╔══
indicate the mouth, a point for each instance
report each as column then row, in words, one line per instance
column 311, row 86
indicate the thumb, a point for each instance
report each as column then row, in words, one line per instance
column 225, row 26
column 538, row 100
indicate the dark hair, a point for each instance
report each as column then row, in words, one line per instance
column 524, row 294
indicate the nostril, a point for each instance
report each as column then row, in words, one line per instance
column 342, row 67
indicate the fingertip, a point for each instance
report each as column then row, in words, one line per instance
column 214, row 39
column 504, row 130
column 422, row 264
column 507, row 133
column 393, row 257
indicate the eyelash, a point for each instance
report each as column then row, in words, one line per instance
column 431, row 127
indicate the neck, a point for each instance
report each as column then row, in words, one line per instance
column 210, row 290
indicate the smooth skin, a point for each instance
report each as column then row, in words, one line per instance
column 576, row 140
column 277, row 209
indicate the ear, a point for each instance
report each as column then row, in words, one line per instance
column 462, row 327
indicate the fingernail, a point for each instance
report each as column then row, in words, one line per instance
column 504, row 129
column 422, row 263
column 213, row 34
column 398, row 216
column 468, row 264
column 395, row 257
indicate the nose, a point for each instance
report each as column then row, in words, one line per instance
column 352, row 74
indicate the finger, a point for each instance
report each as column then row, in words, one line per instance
╚══
╔══
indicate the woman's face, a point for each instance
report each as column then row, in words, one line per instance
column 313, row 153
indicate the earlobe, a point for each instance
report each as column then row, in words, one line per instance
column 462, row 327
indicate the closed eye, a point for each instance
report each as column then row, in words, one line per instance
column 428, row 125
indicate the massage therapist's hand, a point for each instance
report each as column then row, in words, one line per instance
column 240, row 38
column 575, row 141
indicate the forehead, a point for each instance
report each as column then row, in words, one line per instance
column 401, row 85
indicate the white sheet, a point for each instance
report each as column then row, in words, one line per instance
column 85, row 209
╚══
→ AUFGABENSTELLUNG: Übertragen Sie die Zeilen von der Zeile mit „indicate the mouth, a point for each instance“ bis zur Zeile mit „column 342, row 67“, beide eingeschlossen, in eine JSON-Liste von Zeichenketten mit einem Eintrag pro Zeile. Leerzeilen werden dabei ausgelassen.

→ AUSGEARBEITETE LÖSUNG:
[
  "indicate the mouth, a point for each instance",
  "report each as column then row, in words, one line per instance",
  "column 311, row 86",
  "indicate the thumb, a point for each instance",
  "report each as column then row, in words, one line per instance",
  "column 225, row 26",
  "column 538, row 100",
  "indicate the dark hair, a point for each instance",
  "report each as column then row, in words, one line per instance",
  "column 524, row 294",
  "indicate the nostril, a point for each instance",
  "report each as column then row, in words, one line per instance",
  "column 342, row 67"
]